**WRITTEN PROBLEM:** In the forum thread on having a baby young, how old was the July 24, 2011 writer when giving birth to a second child?

**ARTICLE:**
######

July 24, 2011 - 7:29am

To be honest, you are too young. Finish school,get a job if don't have one, move out of your parents house if you still live with them. Pay your own bills, buy your own things and just live life for you for a while. Enjoy your youth and all the things you can do. I was 18 when I got pregnant with my first child and was a single mother when I had her at 19 years old. Went back to high school... VERY HARD TO DO WITH A BABY. Met my current bf that I have been with for 6 years now when my daughter was 7 months old. We moved so fast.. not 2 months dating we bought a house and within 2 months after I was pregnant with my second child. Giving birth to baby number 2 at 20 years old and had just graduated high school not 2 months before giving birth, it was so very difficult. Then I had to think about how I was going to afford my new little family. we could not make ends meet with one income. So I had to get a job. Still not enough money .. I love my kids very very much. I went to college when my son was less then a year old. graduated and finally with only 2 kids and myself and my boyfriend we can make ends meet. But we both have over 10 dollar and hour paying jobs. Even with just you and one baby you need atleast that to make it work because then you have to pay for everything yourself. Think about this long and hard before you jump. Children are a blessing but at the right time. I don't regret my children but I think even I was too young. I missed out on a lot of hanging out with the girl nights and just being about to do what i want. Sleep in, go out, go on road trips whenever I wanted and other things. Atleast give yourself some time to experience some of this before you just go and have a baby. Now I am starting to do some of those things but I still always have my kids with me and I have to consider their school when I want to travel across country to visit family and everything. Just be mindful of your choice and keep in mind what you are giving up because once that baby is here, it's not about you anymore.. it's first and foremost about that baby. Please don't jump.. your young and have lots of time to be a mommy. Be yourself, then be someones girlfriend, then if you want be someone's wife, you can always just go back to being yourself. But once you become a mommy your a mommy until the day you die. Keep that in mind.

June 5, 2011 - 10:24pm

If you are 16 years old, I am sure you know how a woman becomes pregnant. And yes, it involves a man's sperm and a woman's egg. If you do not understand this, please educate yourself on the conception process.

December 19, 2010 - 9:04am

I really think the best decision for you is to wait and really think about your life before wanting to have a child. It really isn't all that easy and fun, just because you want a baby doesn't mean you are ready or really know the consequences, the activities you'll have to give up and how time consuming it is.

######

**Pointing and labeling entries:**
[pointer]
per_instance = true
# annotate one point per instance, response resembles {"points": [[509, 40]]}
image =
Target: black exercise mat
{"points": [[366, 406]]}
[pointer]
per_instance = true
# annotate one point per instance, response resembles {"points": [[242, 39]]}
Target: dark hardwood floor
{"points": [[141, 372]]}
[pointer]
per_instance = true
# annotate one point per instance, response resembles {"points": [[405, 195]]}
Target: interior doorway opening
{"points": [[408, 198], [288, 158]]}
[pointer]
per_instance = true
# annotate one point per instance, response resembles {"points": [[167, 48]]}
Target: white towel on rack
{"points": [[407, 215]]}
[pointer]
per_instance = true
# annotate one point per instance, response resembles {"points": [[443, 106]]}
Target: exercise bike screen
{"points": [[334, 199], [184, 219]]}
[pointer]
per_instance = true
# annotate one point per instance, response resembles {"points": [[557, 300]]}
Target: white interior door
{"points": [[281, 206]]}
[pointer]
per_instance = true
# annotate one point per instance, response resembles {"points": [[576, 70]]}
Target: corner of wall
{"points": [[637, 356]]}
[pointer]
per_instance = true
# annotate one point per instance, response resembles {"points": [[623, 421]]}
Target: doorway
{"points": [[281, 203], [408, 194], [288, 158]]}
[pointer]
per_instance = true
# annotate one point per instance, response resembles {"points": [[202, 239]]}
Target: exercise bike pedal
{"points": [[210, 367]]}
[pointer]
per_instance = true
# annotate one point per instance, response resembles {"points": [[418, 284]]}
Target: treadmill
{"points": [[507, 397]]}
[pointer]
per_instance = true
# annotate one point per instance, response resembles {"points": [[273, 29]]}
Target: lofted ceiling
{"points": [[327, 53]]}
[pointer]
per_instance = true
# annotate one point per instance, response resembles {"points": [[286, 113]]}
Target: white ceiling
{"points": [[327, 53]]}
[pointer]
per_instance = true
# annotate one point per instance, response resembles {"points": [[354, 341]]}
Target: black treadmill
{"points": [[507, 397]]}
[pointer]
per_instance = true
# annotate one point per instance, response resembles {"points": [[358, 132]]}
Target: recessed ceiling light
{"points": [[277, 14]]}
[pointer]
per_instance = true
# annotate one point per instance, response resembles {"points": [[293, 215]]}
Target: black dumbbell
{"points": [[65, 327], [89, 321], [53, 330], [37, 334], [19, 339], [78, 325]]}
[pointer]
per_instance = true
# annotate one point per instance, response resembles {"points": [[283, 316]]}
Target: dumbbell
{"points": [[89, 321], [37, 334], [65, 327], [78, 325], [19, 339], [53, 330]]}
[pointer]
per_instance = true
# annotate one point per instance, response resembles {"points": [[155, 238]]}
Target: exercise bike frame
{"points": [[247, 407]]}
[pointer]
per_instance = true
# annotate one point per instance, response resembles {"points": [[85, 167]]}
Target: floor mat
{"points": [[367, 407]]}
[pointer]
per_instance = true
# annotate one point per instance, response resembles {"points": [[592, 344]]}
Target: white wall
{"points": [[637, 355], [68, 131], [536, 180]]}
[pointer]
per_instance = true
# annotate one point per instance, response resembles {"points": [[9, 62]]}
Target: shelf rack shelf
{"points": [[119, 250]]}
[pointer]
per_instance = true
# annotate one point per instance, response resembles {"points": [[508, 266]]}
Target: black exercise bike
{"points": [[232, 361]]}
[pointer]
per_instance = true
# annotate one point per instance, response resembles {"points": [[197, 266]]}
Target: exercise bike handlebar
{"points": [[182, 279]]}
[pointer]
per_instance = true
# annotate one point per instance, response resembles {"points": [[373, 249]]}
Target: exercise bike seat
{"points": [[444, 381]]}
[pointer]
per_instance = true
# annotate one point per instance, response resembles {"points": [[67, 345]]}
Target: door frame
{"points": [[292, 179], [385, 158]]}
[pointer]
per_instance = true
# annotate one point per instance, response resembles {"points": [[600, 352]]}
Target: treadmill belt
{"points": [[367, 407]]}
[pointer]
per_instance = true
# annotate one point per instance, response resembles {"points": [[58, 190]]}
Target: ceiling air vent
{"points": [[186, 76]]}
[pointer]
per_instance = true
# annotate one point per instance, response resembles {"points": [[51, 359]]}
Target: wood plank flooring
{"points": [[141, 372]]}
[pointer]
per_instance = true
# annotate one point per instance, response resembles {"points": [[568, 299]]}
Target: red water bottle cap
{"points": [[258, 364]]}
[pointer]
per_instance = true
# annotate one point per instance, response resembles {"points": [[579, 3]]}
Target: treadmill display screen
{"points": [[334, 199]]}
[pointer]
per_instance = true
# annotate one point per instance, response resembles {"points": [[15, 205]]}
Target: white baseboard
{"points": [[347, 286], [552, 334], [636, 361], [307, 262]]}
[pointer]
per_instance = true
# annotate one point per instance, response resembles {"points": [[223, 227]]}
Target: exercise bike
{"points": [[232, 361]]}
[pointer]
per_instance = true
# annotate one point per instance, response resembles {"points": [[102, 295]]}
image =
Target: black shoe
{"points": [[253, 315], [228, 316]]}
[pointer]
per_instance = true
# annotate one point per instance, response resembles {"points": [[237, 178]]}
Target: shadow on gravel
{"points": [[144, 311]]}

######

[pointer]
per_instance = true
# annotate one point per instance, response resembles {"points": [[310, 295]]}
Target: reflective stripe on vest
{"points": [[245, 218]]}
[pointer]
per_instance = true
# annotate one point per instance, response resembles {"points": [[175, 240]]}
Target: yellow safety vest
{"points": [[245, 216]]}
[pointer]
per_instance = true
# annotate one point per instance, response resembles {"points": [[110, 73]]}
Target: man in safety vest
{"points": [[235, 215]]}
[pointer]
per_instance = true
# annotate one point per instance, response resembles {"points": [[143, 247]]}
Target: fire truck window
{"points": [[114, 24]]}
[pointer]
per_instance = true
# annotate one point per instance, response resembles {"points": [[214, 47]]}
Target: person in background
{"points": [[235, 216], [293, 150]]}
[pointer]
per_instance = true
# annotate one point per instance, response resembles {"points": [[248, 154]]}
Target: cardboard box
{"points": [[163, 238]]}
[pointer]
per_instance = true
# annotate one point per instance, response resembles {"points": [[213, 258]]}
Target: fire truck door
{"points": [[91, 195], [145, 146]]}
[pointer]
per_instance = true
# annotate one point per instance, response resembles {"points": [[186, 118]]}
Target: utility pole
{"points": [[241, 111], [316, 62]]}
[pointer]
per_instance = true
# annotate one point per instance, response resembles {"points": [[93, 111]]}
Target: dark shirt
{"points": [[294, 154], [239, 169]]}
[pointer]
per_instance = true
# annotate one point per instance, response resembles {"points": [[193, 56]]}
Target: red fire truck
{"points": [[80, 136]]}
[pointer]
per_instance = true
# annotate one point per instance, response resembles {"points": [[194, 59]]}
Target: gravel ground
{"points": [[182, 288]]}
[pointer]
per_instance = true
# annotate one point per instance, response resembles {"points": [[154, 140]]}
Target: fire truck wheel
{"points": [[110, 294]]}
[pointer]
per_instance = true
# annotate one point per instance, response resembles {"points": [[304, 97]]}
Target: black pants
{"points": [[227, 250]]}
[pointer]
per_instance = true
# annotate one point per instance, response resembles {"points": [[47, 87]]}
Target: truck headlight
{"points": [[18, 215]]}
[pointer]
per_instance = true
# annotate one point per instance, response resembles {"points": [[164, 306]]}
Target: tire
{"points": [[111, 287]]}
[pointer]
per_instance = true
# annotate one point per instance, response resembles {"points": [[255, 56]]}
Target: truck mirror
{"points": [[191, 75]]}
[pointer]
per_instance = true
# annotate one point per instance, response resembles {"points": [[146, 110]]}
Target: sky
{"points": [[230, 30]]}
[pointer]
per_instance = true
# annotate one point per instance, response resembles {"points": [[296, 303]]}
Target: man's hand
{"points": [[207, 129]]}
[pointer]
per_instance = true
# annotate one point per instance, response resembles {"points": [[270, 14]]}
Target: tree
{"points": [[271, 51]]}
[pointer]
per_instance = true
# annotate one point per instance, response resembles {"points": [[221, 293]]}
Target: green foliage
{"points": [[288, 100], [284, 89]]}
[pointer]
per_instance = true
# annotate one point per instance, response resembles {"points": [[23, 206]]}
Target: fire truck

######

**RESULT FOR THIS EXERCISE:** 20 years old.